**GIVEN DATA**
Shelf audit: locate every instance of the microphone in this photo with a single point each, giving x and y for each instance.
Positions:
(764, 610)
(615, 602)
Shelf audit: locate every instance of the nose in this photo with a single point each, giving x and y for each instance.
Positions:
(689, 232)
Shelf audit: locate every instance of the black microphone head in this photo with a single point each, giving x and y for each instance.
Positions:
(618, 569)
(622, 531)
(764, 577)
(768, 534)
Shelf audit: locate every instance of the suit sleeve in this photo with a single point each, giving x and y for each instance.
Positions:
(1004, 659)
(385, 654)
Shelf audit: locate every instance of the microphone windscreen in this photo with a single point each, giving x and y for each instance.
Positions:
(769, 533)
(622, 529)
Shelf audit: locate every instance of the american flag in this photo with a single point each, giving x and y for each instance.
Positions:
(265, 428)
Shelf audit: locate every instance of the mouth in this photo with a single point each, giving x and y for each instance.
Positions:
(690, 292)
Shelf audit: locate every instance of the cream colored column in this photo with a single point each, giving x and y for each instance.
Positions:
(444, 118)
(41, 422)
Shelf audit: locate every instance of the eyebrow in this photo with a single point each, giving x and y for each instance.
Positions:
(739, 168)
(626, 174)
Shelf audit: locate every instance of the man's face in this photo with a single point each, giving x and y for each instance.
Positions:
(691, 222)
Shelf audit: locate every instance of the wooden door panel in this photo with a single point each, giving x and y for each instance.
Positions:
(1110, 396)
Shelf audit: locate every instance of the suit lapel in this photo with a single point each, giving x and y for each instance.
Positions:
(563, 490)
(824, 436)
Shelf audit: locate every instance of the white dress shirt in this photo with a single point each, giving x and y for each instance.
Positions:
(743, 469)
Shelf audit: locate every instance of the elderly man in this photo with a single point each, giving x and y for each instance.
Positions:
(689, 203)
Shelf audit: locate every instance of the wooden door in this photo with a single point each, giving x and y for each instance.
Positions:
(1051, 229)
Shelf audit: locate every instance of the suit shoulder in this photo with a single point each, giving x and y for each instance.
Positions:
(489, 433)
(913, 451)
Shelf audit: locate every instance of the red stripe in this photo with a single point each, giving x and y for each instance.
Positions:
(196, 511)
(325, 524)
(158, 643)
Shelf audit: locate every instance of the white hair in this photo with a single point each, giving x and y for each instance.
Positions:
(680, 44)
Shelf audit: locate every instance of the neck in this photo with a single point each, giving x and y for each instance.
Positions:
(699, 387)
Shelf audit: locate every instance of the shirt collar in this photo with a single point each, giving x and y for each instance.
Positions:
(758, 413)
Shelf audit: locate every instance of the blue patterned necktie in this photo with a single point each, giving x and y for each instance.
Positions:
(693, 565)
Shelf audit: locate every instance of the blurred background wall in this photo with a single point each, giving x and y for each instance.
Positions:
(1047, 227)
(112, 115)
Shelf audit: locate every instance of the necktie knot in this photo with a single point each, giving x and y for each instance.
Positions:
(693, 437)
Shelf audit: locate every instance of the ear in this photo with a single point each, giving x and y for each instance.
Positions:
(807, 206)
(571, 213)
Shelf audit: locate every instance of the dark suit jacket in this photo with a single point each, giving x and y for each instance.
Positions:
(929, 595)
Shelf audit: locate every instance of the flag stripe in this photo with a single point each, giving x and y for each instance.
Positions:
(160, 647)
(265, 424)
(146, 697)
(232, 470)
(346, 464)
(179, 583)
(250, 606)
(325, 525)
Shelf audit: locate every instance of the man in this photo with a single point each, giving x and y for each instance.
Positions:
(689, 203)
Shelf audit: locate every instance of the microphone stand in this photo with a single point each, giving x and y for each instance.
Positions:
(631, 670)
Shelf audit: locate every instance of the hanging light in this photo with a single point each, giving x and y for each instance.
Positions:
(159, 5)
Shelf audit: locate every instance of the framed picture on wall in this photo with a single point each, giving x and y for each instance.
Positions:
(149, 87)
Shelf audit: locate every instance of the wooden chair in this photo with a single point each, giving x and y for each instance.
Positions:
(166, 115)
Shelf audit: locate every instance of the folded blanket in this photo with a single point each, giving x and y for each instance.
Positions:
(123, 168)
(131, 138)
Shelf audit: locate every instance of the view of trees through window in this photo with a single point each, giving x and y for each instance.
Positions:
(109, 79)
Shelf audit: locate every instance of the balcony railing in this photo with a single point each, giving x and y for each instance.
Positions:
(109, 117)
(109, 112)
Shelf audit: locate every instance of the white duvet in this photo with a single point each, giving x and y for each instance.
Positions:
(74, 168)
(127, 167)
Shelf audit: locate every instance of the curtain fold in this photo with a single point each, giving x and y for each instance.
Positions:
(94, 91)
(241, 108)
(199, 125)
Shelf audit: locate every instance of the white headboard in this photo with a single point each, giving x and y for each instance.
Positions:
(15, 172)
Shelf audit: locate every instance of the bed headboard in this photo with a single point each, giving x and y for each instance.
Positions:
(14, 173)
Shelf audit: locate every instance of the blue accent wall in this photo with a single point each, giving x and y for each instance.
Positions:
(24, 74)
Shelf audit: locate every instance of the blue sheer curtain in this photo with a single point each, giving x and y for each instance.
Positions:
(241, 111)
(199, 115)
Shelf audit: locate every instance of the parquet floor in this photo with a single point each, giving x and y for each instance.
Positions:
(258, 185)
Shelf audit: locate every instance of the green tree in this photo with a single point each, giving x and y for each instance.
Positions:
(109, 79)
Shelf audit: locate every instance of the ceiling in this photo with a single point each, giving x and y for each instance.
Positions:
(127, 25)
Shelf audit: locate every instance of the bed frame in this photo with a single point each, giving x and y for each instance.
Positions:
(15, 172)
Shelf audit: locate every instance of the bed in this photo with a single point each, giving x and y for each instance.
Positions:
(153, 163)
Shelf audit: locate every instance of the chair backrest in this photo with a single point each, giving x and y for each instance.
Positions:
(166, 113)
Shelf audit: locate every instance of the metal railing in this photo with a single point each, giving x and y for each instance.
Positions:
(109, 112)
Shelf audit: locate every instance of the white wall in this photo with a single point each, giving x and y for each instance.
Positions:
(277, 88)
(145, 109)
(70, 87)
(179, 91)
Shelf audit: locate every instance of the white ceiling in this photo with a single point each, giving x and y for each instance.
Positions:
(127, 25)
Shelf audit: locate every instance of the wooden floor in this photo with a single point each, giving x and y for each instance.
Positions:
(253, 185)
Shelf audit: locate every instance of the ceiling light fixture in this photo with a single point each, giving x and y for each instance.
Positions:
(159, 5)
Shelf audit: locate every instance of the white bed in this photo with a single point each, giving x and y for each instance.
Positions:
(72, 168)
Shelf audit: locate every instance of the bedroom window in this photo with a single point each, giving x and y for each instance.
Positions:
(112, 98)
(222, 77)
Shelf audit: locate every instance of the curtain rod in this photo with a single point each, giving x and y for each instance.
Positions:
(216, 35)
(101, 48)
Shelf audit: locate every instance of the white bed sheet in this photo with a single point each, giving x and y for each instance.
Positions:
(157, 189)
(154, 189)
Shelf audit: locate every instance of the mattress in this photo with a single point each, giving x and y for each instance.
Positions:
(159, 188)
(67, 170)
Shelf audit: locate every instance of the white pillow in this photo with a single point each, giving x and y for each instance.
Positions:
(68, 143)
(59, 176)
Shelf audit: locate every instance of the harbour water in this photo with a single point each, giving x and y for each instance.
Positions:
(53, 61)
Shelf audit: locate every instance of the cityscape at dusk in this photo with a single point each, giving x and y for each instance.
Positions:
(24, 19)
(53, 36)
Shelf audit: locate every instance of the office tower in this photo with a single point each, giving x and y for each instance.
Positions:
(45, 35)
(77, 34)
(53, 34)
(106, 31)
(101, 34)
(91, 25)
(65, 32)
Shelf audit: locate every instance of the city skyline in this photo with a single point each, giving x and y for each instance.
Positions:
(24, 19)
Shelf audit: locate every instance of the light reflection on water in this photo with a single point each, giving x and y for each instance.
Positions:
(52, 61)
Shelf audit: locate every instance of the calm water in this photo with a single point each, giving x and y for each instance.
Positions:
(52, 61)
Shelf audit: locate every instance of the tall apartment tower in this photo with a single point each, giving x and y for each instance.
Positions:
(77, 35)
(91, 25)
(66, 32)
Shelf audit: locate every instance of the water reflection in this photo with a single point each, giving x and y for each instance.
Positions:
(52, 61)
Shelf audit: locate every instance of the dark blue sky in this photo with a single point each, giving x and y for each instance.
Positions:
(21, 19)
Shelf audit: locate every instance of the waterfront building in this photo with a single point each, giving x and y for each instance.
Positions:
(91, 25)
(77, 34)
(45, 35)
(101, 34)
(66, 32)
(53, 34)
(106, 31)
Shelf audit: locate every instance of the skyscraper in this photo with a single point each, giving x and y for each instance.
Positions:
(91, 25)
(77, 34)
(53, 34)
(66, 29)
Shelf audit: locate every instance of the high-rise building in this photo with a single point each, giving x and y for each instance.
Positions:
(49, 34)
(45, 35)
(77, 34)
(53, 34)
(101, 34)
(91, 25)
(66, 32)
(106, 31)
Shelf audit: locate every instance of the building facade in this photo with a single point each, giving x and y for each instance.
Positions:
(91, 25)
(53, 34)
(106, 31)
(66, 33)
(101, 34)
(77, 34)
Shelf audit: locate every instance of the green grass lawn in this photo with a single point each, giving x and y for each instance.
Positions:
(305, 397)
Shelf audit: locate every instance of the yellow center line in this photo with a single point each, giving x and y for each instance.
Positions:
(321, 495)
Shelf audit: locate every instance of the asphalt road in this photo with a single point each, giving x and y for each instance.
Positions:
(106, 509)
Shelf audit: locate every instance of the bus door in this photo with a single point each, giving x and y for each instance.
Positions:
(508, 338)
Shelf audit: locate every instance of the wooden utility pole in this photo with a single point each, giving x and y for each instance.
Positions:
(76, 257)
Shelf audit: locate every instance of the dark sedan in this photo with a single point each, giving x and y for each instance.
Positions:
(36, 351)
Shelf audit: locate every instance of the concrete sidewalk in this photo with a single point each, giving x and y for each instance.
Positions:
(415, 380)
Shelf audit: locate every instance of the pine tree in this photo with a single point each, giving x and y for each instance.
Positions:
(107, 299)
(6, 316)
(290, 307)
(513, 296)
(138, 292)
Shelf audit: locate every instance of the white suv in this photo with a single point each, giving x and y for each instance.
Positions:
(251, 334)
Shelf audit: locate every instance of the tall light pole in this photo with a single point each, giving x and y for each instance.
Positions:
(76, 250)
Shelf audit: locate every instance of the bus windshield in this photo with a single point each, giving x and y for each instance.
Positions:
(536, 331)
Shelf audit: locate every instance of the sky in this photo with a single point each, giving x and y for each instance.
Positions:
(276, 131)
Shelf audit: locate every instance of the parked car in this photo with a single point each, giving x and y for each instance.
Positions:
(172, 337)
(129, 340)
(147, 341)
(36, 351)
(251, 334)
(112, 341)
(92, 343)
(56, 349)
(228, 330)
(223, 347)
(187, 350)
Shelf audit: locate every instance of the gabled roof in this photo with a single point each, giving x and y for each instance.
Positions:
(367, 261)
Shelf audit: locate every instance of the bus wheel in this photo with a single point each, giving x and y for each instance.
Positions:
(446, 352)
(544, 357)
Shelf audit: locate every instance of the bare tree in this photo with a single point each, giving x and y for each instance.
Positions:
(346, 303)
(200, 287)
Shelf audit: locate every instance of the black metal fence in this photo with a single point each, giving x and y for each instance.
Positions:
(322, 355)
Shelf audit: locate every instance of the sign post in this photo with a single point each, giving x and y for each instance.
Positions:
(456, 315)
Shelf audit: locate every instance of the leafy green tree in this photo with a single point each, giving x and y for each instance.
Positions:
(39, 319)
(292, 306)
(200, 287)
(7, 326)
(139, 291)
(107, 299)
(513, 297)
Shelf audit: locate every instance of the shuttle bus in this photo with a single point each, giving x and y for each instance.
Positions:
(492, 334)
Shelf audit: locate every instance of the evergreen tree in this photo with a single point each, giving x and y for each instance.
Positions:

**WORK REQUEST**
Within the material above, find every line containing the word "flag" and copy it.

**EXERCISE RESPONSE**
Shelf audit: locate every instance of the american flag in this photo with a single point each, giving x and y for each instance.
Shelf audit: locate every instance of the flag stripe in this photo with a single point each, giving x and y for each instance.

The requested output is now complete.